Source document:
‘A More Informed, Inclusive Perspective’ Studying Arabic in Jordan and Lebanon has given Sierra Terrana '20 a new outlook on Islam and the Middle East—one that she hopes to parlay into a legal career.
Hometown: Tampa, Florida
Minor: Middle Eastern Studies with an Arabic language emphasis
What factors led you to choose W&L?
Having attended a small, private school for 10 years, and a public high school with an enrollment larger than W&L’s, I was familiar with the benefits and shortcomings of each type of institution at the time of my application. I chose W&L because it provides students with many of the opportunities offered by larger, research universities without sacrificing small class settings or a sense of community. During my campus visit, I was struck by the genuine kindness shown to me by both students and faculty, and I still feel privileged to be a part of such a talented and close-knit community.
What made you decide on your major and minor? How do they work together to personalize your education?
I decided to major in English for the sake of my own intrinsic love of words as well as for the empathetic but highly critical mindset cultivated by literature. My interest in the Arabic language and Middle Eastern society began with a research project that I was assigned during my first year, for which I chose to analyze Daesh online propaganda.
Through my research, I became increasingly aware of the lack of understanding surrounding Islam and the Middle East, and decided to study Arabic in an effort to engage more authentically with the region and its people. As I continue to work toward a more informed, inclusive perspective, I hope to approach current issues with the intellectual and cultural humility that they require.
Besides Lexington, where have you studied so far during your college career? What impact did those experiences have on you?

Dataset:

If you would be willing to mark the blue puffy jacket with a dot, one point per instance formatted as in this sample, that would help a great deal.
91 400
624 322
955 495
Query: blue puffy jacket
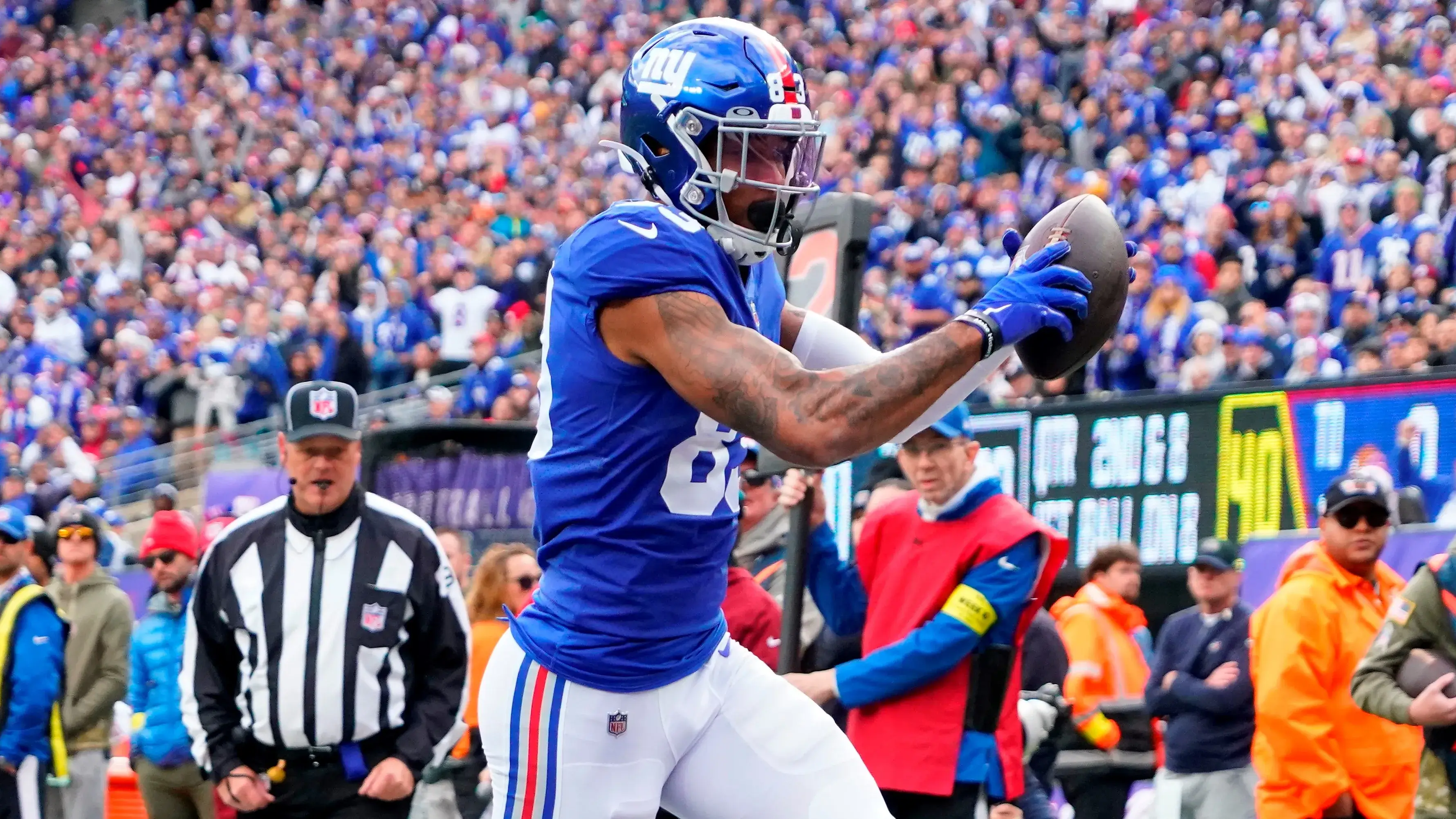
36 680
156 664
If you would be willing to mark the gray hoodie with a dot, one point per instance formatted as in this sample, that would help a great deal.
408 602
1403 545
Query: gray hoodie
766 540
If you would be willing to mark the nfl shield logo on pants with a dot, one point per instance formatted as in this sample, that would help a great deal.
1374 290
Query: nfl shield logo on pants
324 404
617 723
373 619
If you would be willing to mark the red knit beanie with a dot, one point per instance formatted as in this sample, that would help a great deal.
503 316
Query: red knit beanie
174 531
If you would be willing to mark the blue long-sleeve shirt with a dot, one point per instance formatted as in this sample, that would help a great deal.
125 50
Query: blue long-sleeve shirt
1209 729
36 682
1435 490
934 649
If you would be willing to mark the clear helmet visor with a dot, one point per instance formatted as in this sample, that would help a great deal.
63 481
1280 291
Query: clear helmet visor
769 158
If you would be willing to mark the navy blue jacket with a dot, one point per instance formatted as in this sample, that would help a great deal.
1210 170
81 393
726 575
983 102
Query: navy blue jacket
37 672
1209 729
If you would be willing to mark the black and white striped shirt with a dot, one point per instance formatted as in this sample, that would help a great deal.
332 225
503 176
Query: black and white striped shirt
319 630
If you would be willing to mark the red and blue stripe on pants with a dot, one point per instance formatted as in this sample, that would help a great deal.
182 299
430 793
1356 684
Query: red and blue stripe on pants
535 720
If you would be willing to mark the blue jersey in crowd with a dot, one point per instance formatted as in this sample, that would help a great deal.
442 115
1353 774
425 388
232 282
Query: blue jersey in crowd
481 387
637 492
931 293
1344 261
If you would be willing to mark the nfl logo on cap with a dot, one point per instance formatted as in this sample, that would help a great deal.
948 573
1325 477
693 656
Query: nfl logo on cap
321 409
324 404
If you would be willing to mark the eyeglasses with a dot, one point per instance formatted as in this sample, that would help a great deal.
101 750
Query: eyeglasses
755 479
1350 516
932 448
165 557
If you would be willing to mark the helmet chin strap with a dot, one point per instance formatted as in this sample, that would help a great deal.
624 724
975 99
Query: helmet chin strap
742 251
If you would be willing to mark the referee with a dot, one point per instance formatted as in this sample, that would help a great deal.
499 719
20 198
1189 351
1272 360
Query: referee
327 640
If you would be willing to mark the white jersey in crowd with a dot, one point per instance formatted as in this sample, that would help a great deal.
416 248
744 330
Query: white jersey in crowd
462 318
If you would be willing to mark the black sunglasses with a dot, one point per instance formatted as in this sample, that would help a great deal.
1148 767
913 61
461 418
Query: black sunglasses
1350 516
165 557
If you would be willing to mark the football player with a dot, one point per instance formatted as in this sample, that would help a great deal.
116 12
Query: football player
666 342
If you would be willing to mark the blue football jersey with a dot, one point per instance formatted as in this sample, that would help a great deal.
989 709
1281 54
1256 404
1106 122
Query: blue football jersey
637 492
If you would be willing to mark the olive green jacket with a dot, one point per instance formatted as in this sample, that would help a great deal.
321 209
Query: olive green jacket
98 656
1417 620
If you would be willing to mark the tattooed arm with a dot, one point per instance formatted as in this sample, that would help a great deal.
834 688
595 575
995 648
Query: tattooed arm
742 379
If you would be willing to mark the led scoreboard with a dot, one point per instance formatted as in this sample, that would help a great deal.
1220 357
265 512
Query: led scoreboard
1168 471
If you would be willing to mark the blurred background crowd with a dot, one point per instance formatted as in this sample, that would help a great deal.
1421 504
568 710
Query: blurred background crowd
204 206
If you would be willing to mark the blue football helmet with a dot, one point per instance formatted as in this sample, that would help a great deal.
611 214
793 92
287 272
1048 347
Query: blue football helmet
708 91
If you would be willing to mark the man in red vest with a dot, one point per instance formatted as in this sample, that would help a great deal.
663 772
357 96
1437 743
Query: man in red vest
951 575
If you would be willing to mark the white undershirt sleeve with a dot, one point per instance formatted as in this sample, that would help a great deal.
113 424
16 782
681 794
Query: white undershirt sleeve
825 344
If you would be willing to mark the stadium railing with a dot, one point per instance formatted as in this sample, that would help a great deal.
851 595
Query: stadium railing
186 461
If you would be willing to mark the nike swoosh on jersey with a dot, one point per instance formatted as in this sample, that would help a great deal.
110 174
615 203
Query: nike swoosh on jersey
650 232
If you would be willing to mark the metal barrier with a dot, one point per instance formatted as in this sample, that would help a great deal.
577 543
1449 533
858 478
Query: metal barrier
186 461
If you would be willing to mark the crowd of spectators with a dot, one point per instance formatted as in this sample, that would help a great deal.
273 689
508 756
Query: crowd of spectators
204 207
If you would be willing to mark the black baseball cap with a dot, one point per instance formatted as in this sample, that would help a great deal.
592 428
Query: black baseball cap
1353 487
1219 556
321 409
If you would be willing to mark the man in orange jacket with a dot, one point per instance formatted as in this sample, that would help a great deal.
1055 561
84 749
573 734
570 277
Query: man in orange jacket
1108 646
1317 754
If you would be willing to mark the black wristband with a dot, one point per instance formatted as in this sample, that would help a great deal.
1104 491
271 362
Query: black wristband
988 327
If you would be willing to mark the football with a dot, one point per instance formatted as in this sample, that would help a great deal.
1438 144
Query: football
1098 253
1423 668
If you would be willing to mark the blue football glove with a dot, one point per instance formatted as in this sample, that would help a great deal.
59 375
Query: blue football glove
1031 298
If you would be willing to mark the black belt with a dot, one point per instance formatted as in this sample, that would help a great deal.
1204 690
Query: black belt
316 756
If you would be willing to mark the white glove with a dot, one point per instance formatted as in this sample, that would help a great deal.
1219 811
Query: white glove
1037 719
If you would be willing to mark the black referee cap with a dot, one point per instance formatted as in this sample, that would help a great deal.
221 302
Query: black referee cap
321 409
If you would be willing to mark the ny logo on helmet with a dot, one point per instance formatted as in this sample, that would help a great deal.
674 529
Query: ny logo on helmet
664 72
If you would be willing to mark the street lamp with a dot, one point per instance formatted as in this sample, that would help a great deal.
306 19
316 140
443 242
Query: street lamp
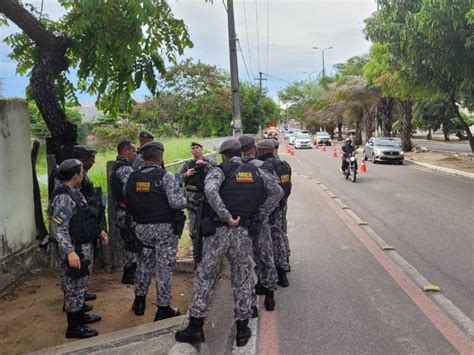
309 74
322 51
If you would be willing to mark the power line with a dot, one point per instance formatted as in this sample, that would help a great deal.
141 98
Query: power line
268 33
247 33
243 58
258 35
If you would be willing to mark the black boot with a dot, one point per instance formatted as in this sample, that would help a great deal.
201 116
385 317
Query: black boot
254 312
269 300
243 332
75 329
89 297
90 318
259 289
128 277
282 279
166 312
193 333
139 305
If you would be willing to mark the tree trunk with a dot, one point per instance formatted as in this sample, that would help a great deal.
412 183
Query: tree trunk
386 105
406 124
49 65
463 123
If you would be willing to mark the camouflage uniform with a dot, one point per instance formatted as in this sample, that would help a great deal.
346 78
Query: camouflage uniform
233 242
193 198
123 173
74 289
161 245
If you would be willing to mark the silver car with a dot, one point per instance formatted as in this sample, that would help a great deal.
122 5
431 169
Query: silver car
383 150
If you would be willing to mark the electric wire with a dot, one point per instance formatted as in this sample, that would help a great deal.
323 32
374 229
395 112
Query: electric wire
258 36
247 33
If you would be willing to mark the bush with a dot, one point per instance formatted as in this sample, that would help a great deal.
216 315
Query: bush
108 136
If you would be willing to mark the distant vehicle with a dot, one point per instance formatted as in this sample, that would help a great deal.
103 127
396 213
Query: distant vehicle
291 138
383 149
303 140
322 138
288 133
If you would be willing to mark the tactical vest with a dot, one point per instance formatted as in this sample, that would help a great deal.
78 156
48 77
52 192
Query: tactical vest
195 183
116 185
83 226
146 198
282 170
243 190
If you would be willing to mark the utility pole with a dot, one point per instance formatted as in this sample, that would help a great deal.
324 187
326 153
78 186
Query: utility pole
234 71
260 121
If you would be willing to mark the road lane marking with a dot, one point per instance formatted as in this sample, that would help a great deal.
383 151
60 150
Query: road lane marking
432 311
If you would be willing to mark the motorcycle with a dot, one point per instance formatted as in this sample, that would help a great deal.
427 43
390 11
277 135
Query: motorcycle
351 170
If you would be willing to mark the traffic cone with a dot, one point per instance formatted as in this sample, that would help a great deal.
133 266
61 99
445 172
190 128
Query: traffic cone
363 168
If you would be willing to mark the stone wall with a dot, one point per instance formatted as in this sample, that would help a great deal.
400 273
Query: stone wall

Required actions:
1. Answer these from the student profile:
(a) What is given as her hometown?
(b) What did she choose to analyze for the research project assigned during her first year?
(c) What subject did she decide to major in?
2. Copy the student profile word for word, from "I decided to" up to and including "Daesh online propaganda.".

Solution list:
1.
(a) Tampa, Florida
(b) Daesh online propaganda
(c) English

2.
I decided to major in English for the sake of my own intrinsic love of words as well as for the empathetic but highly critical mindset cultivated by literature. My interest in the Arabic language and Middle Eastern society began with a research project that I was assigned during my first year, for which I chose to analyze Daesh online propaganda.